**Task prompt**
Return the records below from the line containing "If you could tag the wooden" onward, exactly, through and including the last line.
═══ Data rows ═══
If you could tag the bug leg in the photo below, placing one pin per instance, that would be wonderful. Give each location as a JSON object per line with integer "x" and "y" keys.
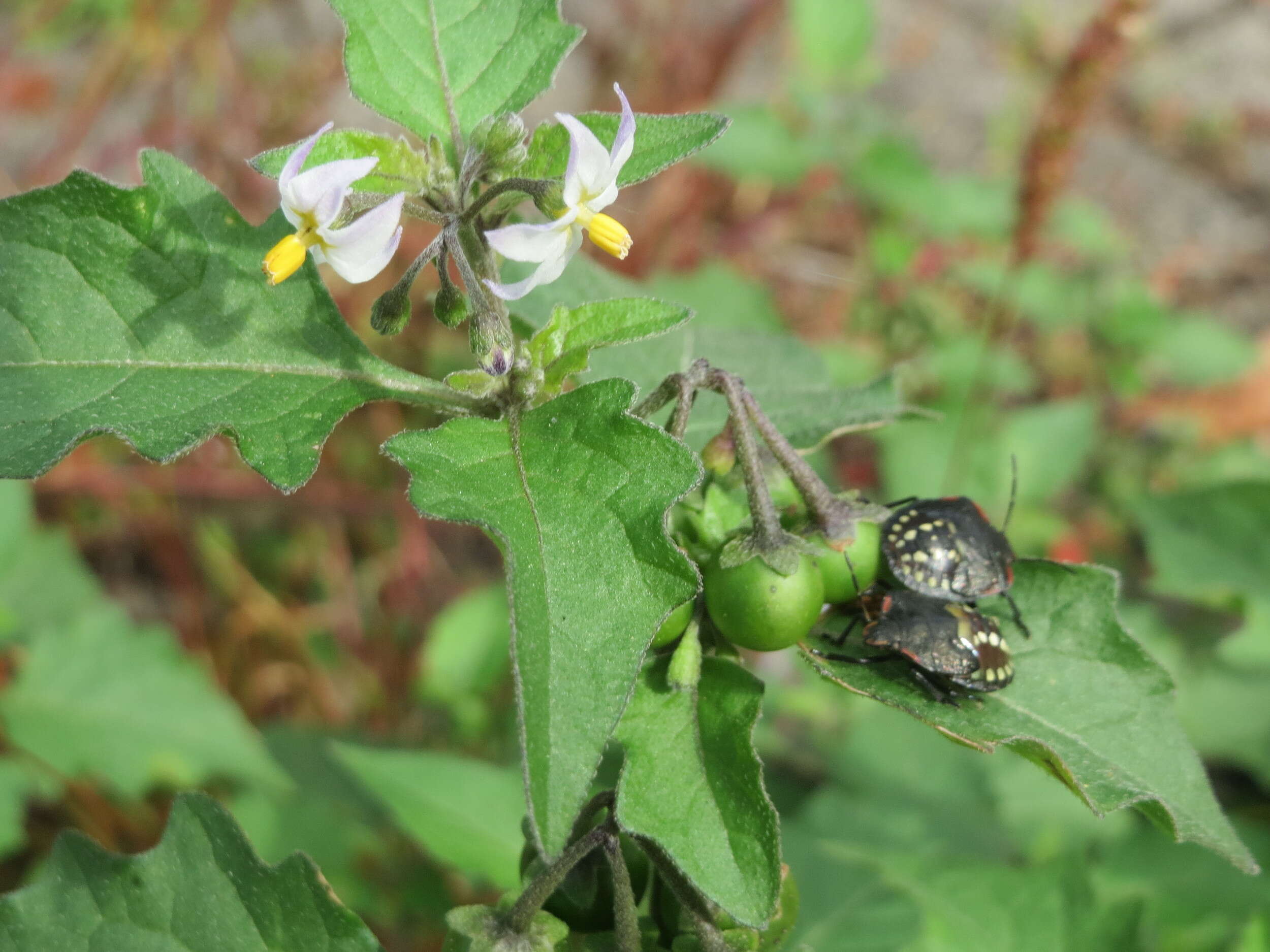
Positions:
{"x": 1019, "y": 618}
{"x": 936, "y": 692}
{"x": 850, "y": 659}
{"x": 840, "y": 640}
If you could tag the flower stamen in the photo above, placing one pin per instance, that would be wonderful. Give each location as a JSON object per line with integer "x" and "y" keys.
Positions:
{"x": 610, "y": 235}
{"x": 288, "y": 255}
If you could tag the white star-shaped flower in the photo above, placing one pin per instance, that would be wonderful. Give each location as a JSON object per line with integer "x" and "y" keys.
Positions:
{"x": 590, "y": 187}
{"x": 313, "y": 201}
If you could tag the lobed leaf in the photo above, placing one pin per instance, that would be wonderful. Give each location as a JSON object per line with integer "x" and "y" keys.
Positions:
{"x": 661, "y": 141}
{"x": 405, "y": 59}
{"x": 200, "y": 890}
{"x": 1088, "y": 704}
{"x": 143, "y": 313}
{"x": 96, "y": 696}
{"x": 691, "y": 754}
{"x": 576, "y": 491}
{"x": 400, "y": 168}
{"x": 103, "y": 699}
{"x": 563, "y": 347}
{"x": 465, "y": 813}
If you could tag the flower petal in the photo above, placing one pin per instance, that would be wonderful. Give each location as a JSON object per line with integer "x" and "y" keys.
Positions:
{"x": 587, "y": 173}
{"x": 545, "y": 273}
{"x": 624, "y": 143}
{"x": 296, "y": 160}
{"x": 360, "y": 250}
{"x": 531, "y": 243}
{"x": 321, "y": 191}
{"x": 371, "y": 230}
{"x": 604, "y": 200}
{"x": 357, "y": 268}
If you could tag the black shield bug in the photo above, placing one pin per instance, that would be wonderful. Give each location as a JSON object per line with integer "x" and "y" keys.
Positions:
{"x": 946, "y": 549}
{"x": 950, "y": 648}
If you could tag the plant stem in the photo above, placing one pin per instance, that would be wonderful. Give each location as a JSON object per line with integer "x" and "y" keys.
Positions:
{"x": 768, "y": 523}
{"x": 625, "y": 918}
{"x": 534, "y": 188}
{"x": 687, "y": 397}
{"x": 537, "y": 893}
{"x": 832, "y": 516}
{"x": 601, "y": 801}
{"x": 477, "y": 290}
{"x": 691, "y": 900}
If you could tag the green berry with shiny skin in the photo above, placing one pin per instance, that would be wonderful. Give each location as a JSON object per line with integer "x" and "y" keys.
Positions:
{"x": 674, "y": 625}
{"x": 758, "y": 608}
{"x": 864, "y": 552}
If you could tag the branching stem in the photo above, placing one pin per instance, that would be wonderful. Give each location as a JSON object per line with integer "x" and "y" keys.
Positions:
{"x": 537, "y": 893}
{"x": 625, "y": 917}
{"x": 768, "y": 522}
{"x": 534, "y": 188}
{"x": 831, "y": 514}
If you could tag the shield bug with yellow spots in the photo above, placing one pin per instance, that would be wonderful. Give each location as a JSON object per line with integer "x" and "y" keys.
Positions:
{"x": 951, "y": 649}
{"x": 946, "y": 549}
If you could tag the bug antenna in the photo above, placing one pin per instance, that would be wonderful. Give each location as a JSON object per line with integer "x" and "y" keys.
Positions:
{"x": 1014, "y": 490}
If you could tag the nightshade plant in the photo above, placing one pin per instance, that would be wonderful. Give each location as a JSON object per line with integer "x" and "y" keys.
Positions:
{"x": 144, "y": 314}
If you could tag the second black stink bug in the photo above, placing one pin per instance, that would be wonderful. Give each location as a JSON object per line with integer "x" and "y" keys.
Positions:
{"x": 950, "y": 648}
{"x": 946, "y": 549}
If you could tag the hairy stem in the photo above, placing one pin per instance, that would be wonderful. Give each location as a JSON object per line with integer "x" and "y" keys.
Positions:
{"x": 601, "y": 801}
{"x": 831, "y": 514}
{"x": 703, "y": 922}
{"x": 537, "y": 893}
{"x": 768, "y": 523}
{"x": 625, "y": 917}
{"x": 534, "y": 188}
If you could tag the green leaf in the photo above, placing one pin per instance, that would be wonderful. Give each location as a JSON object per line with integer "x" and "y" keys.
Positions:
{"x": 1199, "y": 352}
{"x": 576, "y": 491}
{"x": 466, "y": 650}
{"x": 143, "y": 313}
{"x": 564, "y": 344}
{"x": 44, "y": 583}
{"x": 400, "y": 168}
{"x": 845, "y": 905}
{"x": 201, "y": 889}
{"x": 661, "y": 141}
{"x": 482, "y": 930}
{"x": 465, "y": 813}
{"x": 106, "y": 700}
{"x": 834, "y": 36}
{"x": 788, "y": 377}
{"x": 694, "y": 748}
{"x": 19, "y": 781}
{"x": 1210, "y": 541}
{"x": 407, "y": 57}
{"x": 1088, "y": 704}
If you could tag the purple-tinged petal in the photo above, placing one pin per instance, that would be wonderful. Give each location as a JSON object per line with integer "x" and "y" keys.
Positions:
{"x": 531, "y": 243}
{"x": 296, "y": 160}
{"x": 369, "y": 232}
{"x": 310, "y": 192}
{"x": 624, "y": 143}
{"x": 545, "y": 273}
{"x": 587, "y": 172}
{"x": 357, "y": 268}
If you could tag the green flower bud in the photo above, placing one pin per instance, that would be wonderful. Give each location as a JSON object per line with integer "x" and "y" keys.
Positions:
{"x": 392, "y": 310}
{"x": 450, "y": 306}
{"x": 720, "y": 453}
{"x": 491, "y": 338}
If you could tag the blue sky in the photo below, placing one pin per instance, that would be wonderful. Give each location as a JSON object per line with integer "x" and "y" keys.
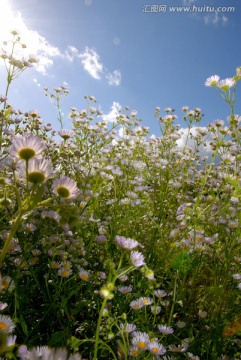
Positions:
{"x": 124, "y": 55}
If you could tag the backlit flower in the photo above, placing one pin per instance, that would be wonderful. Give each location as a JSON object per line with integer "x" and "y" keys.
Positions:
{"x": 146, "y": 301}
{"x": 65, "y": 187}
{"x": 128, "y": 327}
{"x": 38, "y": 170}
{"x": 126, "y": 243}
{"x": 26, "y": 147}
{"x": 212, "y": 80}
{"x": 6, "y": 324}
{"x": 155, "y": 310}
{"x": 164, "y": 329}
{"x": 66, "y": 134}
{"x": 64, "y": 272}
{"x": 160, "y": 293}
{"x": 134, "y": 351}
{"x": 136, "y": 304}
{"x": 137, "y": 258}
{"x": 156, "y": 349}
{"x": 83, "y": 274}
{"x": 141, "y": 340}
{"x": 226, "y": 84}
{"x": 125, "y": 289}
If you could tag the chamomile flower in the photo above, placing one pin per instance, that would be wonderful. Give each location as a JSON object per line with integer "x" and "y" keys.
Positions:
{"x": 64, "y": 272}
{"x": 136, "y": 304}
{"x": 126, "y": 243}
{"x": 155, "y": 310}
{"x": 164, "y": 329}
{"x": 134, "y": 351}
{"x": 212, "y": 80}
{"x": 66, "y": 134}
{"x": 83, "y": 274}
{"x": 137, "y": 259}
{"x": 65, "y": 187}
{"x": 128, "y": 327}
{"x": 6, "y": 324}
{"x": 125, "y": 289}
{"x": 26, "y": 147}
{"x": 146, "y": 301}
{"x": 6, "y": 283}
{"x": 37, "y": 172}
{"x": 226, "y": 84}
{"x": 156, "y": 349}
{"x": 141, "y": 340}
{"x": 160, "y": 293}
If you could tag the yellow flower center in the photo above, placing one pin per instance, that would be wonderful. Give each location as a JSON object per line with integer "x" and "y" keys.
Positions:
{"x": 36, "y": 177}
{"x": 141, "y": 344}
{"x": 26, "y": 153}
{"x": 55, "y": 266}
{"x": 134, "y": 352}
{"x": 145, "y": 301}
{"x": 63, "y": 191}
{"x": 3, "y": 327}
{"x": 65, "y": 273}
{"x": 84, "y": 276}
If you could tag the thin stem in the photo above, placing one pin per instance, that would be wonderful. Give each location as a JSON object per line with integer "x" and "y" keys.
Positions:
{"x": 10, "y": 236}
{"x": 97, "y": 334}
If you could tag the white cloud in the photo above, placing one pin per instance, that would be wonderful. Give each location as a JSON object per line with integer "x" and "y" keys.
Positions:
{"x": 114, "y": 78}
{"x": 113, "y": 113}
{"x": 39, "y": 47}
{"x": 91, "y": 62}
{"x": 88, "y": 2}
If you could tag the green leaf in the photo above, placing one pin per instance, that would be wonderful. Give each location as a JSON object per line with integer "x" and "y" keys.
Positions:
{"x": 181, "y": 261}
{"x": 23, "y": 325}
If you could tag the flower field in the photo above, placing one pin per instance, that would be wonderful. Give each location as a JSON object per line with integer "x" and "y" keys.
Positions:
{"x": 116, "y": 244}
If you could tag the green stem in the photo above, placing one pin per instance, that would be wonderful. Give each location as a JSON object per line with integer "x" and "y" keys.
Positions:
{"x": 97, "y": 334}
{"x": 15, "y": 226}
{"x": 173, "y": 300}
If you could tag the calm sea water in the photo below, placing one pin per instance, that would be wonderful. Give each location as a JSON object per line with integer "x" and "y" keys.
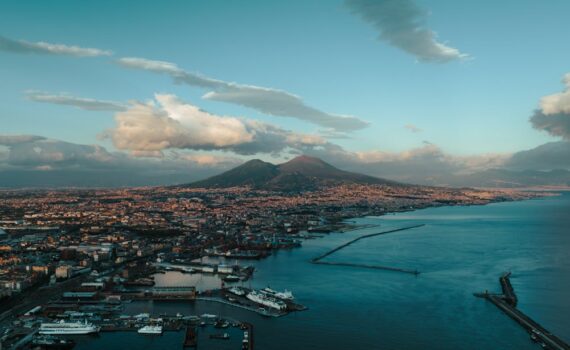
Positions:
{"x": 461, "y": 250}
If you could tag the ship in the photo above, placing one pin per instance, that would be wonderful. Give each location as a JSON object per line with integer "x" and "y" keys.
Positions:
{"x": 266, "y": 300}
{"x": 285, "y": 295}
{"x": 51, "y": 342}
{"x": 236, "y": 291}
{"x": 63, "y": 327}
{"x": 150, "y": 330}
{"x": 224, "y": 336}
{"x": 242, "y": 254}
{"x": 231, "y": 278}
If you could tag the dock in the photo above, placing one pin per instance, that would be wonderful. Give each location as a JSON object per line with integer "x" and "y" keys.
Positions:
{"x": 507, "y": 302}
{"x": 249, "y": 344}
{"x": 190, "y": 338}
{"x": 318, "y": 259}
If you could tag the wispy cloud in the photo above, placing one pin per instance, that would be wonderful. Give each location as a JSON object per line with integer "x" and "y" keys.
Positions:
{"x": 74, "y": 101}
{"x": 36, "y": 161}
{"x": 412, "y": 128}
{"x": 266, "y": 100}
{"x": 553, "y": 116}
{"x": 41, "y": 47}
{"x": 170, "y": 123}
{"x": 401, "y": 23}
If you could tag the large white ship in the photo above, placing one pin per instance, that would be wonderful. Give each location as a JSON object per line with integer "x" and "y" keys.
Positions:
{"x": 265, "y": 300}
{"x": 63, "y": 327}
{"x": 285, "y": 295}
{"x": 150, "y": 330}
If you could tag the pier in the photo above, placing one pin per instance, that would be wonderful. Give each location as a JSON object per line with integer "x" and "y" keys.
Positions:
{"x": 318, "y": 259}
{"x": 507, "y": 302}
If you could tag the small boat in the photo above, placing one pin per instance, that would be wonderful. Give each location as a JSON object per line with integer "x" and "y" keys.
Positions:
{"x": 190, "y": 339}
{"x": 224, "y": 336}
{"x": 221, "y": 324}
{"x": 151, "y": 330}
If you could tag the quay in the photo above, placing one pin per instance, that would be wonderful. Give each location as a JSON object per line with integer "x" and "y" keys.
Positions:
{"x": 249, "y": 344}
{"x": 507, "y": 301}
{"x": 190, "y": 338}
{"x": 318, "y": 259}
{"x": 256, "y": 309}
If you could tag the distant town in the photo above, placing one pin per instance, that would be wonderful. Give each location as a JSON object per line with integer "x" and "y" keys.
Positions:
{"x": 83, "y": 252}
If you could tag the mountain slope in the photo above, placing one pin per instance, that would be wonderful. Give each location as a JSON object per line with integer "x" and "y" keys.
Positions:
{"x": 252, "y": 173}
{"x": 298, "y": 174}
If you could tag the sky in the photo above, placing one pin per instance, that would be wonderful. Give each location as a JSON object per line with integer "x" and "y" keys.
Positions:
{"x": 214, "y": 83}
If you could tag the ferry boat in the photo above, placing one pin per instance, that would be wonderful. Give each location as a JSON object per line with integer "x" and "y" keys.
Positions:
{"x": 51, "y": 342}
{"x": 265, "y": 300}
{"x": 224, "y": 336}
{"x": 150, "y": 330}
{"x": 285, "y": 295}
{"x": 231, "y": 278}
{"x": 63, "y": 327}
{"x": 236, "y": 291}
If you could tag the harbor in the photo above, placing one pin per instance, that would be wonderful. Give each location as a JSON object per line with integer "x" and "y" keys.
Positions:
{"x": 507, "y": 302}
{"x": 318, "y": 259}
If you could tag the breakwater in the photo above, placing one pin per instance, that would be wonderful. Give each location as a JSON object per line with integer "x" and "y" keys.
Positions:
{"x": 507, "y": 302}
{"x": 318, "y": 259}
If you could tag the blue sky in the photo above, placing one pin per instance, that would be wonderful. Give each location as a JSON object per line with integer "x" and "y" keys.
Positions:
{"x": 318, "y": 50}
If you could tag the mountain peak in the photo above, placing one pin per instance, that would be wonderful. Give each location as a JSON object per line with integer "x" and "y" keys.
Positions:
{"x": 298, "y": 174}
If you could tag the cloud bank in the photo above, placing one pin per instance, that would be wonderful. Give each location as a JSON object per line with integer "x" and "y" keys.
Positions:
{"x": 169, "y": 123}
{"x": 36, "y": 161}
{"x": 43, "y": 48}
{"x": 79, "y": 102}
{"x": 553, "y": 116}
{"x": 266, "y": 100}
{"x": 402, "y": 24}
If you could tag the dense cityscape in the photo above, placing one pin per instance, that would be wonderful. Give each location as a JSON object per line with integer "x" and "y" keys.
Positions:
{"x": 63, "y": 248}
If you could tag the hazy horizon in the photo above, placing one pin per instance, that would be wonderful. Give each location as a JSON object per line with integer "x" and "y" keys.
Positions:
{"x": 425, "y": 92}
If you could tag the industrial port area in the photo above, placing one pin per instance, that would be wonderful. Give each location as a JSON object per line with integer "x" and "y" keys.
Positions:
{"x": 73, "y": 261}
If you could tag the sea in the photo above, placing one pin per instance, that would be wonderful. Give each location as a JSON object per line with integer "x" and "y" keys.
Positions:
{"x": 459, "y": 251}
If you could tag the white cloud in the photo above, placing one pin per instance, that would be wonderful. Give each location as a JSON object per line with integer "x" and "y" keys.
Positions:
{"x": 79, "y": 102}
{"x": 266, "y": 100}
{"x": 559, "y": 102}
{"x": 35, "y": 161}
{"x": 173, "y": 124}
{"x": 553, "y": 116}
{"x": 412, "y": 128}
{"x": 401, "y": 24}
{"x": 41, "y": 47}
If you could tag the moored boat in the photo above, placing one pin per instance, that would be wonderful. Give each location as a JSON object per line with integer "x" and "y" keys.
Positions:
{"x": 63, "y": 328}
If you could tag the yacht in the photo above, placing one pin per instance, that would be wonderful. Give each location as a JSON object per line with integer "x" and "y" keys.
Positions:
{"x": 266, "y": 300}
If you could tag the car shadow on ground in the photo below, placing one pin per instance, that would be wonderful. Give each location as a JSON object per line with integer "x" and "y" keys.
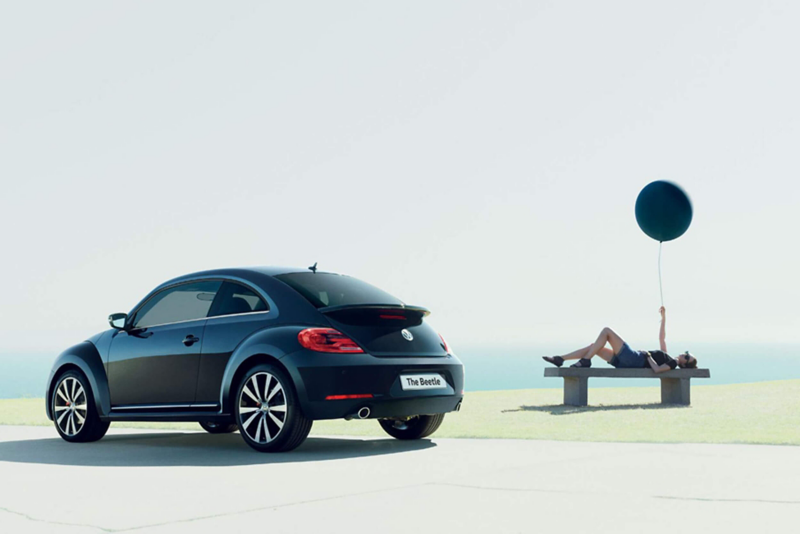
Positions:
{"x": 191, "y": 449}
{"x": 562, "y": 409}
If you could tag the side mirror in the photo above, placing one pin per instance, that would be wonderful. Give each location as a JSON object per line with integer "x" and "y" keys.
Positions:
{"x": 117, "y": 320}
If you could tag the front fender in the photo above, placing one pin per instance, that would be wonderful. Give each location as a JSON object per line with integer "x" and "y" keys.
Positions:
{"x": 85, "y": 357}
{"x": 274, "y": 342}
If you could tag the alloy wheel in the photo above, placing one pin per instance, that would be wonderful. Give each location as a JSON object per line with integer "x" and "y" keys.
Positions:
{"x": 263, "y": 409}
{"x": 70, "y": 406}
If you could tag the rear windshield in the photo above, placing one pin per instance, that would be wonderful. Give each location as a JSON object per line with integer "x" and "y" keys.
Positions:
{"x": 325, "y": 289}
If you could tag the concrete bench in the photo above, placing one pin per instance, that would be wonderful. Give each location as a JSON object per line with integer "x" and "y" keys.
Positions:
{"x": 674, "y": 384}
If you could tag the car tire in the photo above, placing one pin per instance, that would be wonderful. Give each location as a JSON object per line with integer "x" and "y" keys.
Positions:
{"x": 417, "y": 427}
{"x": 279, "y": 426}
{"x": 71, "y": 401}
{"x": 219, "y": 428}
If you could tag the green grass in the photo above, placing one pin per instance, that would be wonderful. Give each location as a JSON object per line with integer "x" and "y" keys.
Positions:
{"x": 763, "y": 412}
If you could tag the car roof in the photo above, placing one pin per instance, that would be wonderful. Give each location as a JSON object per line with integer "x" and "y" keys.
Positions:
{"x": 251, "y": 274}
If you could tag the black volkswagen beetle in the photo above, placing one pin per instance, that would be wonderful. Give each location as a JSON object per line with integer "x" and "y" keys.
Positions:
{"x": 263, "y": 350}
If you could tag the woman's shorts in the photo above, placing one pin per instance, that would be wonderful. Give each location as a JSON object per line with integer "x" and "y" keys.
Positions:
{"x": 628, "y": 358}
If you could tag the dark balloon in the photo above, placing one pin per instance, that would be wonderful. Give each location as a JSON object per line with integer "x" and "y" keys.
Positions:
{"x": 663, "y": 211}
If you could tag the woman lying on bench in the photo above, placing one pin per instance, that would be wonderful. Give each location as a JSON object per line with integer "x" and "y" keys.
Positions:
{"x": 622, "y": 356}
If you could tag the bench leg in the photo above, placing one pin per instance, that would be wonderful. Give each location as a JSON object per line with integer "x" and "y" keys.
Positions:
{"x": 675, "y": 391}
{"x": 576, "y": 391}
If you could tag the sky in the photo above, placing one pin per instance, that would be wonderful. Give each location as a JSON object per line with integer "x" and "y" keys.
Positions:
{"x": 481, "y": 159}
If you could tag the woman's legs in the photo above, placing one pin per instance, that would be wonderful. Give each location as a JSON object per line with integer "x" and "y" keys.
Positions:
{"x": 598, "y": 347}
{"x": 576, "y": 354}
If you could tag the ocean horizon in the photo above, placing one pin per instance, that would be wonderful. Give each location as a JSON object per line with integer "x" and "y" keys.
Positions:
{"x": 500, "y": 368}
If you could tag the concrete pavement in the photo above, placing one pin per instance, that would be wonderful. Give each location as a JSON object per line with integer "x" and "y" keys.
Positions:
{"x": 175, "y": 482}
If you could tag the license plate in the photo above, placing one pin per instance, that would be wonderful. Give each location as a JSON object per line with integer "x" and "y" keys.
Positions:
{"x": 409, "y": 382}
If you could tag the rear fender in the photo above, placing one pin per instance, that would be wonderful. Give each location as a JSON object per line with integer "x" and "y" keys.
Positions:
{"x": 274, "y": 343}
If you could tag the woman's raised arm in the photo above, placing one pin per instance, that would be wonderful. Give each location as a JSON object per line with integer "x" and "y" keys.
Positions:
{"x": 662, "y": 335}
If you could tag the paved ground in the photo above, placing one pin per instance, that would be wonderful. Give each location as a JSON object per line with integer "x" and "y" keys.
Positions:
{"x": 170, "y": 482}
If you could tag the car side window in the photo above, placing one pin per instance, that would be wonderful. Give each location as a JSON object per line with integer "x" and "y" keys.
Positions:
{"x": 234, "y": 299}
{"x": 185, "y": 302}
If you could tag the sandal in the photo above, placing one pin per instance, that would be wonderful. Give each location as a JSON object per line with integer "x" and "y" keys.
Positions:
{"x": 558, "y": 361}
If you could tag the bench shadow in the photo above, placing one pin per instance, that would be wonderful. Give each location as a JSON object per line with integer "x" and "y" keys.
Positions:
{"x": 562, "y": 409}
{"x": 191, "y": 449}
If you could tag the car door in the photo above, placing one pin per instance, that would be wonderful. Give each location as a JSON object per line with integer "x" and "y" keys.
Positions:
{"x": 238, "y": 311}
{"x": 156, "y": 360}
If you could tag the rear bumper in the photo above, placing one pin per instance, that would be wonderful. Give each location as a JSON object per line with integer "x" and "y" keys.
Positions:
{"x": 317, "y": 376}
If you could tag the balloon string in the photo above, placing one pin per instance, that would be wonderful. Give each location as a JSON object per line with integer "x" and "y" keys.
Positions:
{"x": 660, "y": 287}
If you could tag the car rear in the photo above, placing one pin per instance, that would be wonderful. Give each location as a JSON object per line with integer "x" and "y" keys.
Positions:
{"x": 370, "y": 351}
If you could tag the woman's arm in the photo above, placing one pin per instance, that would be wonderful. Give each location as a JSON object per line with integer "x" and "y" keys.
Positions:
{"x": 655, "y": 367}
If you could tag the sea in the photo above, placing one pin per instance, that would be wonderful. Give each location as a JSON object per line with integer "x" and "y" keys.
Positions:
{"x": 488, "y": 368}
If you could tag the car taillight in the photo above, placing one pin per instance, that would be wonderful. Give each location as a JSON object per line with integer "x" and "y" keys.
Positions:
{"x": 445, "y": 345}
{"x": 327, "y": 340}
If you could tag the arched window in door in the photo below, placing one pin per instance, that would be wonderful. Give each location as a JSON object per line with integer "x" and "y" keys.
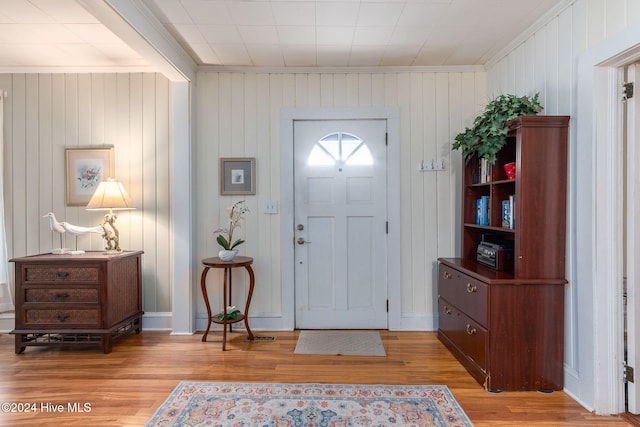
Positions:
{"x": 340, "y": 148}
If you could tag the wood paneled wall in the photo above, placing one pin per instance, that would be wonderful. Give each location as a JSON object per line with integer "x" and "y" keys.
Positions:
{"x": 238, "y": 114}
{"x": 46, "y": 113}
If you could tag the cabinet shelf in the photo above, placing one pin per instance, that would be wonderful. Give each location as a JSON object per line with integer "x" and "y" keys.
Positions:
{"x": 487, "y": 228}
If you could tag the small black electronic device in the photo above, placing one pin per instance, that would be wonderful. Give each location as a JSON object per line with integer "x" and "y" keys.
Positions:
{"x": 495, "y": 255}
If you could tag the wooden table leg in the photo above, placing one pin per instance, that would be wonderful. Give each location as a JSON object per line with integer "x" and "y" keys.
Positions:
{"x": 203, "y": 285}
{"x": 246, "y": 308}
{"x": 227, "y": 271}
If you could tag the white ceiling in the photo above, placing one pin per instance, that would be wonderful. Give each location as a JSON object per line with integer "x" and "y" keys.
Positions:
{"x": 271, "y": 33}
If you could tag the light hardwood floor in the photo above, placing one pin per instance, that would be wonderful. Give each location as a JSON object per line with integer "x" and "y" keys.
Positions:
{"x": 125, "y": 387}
═══
**Solution**
If you could tag the wooden table leg in the photo above, placing one pin per instance, that would be wonderful. Give each location as a JSON object per line with integer "x" and "y" keys.
Positions:
{"x": 203, "y": 285}
{"x": 246, "y": 308}
{"x": 227, "y": 271}
If you could tag the white ceiling in the photo above, placing one pin per instance, that would be wonderful. Give each location as a JSON object per line with integer "x" and "y" keys.
Positions:
{"x": 271, "y": 33}
If you could tag the light hardwood floor in the photo above, placing one pin per instance, that would be wonderful. Give each location as a JSON object per line with integer "x" and "y" keys.
Positions:
{"x": 125, "y": 387}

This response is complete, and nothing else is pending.